(Collection entries)
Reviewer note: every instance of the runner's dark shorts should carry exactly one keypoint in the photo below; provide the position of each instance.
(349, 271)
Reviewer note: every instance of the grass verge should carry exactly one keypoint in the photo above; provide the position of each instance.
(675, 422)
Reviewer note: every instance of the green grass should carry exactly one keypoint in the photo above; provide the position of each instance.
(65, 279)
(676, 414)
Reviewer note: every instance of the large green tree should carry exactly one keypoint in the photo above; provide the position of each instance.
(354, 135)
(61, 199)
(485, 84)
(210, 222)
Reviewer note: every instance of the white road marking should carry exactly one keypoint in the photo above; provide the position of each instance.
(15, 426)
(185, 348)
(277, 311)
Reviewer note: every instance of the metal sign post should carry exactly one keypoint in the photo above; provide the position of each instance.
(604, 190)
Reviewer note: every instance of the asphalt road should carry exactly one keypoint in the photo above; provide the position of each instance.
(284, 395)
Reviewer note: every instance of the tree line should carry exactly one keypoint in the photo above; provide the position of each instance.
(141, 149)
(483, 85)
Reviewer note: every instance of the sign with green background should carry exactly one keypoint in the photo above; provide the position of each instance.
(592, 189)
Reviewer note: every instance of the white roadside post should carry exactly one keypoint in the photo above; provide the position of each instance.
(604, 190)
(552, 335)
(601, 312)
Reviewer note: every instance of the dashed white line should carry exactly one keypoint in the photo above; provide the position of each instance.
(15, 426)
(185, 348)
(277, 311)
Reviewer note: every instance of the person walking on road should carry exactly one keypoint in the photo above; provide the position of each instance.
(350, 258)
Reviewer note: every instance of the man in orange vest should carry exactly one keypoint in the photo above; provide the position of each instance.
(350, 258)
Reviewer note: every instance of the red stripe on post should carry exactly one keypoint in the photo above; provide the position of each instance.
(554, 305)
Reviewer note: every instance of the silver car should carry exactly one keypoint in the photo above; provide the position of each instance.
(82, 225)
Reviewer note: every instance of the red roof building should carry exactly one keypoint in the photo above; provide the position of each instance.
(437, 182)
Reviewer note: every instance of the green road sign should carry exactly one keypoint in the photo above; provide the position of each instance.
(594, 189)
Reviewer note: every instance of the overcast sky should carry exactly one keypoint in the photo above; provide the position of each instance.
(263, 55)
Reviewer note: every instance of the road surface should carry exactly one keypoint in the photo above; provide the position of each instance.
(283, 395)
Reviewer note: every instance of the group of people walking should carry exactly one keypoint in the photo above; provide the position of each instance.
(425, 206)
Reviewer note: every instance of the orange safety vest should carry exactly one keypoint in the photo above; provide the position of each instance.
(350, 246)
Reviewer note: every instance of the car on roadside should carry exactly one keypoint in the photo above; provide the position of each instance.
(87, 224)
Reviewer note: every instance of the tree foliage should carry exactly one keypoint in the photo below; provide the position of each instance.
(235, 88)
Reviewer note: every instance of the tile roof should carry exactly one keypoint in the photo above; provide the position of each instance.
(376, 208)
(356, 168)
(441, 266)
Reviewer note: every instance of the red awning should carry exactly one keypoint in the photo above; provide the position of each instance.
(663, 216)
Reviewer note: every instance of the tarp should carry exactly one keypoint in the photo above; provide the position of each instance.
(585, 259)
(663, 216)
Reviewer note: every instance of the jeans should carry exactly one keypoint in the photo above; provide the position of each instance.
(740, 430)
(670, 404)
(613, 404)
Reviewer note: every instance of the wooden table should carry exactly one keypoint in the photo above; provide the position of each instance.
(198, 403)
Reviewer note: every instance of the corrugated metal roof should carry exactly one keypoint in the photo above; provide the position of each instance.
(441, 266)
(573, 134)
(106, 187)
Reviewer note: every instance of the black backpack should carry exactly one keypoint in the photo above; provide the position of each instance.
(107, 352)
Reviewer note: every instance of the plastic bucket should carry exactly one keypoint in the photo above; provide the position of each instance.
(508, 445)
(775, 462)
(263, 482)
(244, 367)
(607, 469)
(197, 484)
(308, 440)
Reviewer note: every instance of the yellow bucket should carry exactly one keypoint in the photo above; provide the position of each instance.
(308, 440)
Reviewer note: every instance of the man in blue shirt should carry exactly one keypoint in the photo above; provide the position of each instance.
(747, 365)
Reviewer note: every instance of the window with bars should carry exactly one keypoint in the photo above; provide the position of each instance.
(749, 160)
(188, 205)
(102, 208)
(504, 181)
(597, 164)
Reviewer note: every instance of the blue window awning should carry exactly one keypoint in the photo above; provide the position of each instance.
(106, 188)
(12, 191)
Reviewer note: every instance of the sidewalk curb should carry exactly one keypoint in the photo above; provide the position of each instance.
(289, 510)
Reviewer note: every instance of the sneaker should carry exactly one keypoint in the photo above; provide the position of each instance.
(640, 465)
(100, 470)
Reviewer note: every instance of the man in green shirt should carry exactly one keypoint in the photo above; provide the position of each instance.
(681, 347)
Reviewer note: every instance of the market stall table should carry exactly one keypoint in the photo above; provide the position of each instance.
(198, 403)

Task description:
Can you render the whole listing above as a JSON list of strings, one string per line, with blank lines left out?

Output below:
[
  "Reviewer note: every instance of the runner's dark shorts should carry exactly one keypoint in the photo below; provide the position of each instance.",
  "(349, 271)",
  "Reviewer note: every instance of the grass verge should carry exactly one keypoint in the photo above; provide the position of each instance.",
  "(675, 422)",
  "Reviewer note: every instance of the green grass should carry exactly one keypoint in the photo above; provide the position of each instance.",
  "(65, 279)",
  "(676, 414)",
  "Reviewer note: every instance of the large green tree should carry exactly one keypoint in the photo above; provide the position of each instance.",
  "(354, 135)",
  "(61, 199)",
  "(485, 84)",
  "(210, 222)",
  "Reviewer note: every instance of the white road marking should carry exactly one keypoint in the photo above; provide the position of each instance.",
  "(15, 426)",
  "(185, 348)",
  "(277, 311)",
  "Reviewer note: every instance of the metal sign post should carry exactly one keypoint in the photo above; provide the position of each instance.",
  "(604, 190)",
  "Reviewer note: every instance of the asphalt road should carry exactly one keypoint in the photo above; provide the position of each instance.",
  "(284, 395)",
  "Reviewer note: every instance of the tree line should carry exactly one keypoint in the photo above; provide the position of each instance.",
  "(141, 149)",
  "(483, 85)",
  "Reviewer note: every instance of the sign with green background should carry exactly one keypoint in the photo above; provide the position of each instance.",
  "(592, 189)",
  "Reviewer note: every instance of the white roadside post should carry exactly one keypoint in the photo above; provide the position of each instance.",
  "(604, 190)",
  "(552, 335)",
  "(601, 312)",
  "Reviewer note: every instance of the dashed white line should carry exactly one keypoint in the photo above; provide the position of each instance.",
  "(15, 426)",
  "(185, 348)",
  "(277, 311)",
  "Reviewer note: every instance of the person walking on road should carry exactly one keypoint in the photo above; provide the position of each instance.",
  "(350, 258)",
  "Reviewer note: every instance of the man in orange vest should carry exactly one keypoint in the photo above; provide the position of each instance.",
  "(350, 258)",
  "Reviewer note: every instance of the red stripe on post should carry exactly one keypoint in the photo above; provide the position of each instance.",
  "(554, 305)",
  "Reviewer note: every instance of the silver car should carry exactly one keypoint in the photo above; provide the position of each instance.",
  "(82, 225)",
  "Reviewer note: every instance of the red roof building should carry exactly one keypoint in the photo above; provide the position of each instance.",
  "(437, 182)",
  "Reviewer note: every instance of the green road sign should carry exactly one keypoint in the photo above; provide the position of each instance.",
  "(594, 189)",
  "Reviewer note: every instance of the overcast sky should carry exactly one keypoint in the photo above; provide the position of each instance.",
  "(263, 55)",
  "Reviewer note: every instance of the road surface should carry exactly one keypoint in the photo above; provide the position of each instance.",
  "(283, 395)",
  "Reviewer note: every instance of the group of people walking should carry exactly one keypoint in the photo above; provide the position of each instance.",
  "(425, 206)",
  "Reviewer note: every instance of the orange safety vest should carry exactly one keypoint in the photo above; provide the position of each instance.",
  "(350, 246)",
  "Reviewer note: every instance of the car on roadside should carry exactly one keypoint in the photo above; provide the position of each instance.",
  "(87, 224)",
  "Reviewer note: every instance of the tree foliage should carry exactly one keypoint in the photo below; provide the position of each instance.",
  "(235, 88)",
  "Reviewer note: every instance of the tile roof should carry exactly one keypoint in the photo above; provide the position of each instance.",
  "(376, 208)",
  "(356, 168)",
  "(441, 266)",
  "Reviewer note: every instance of the red awning should carry exactly one keypoint in the photo above; provide the position of each instance.",
  "(663, 216)",
  "Reviewer note: every instance of the tarp should carry exactly one keypoint in the photo above; provide the position of each instance.",
  "(585, 259)",
  "(663, 216)",
  "Reviewer note: every instance of the jeans should carry exactly one keypoint in the photo above; provide the position of each instance.",
  "(740, 430)",
  "(670, 404)",
  "(613, 404)",
  "Reviewer note: every instance of the wooden table should carry exactly one keypoint in the photo above; provide the position of each instance.",
  "(198, 403)",
  "Reviewer note: every instance of the corrugated metal roof should carry exactly one keypoint in the photo above; provide the position of each instance.",
  "(441, 266)",
  "(573, 134)",
  "(106, 187)",
  "Reviewer note: every instance of the black backpack should carry exactly one keypoint in the photo above; provide the position of each instance.",
  "(107, 352)",
  "Reviewer note: every instance of the plastic bucket should carry exactly one keypoint in the photo above; provide the position of each instance.",
  "(508, 445)",
  "(775, 462)",
  "(263, 482)",
  "(244, 367)",
  "(607, 469)",
  "(197, 484)",
  "(308, 440)",
  "Reviewer note: every instance of the yellow bucket should carry exactly one keypoint in the photo above; provide the position of each instance.",
  "(308, 440)",
  "Reviewer note: every instance of the man in blue shirt should carry exactly one keypoint in the photo above; provide the position of each instance.",
  "(747, 365)",
  "Reviewer note: every instance of the window with bars should carry exactly one keypoint in the photo above; provide the position of each instance.",
  "(749, 160)",
  "(188, 205)",
  "(102, 208)",
  "(504, 181)",
  "(597, 164)",
  "Reviewer note: every instance of the blue window awning should carry exactly one keypoint in the photo above; provide the position of each instance.",
  "(106, 188)",
  "(12, 191)",
  "Reviewer note: every instance of the sidewalk curb should carry exactly one keypoint in the photo above; provide the position of each instance.",
  "(289, 510)",
  "Reviewer note: every instance of the sneaker should carry exactly one keypoint in the photo above; provide the position of each instance.",
  "(640, 465)",
  "(100, 470)",
  "Reviewer note: every instance of the man in green shirt should carry exactly one keypoint in the photo above; provide the position of each instance.",
  "(681, 347)",
  "Reviewer note: every instance of the market stall table should carry exactly one keypoint in the photo above; provide the position of each instance.",
  "(198, 403)"
]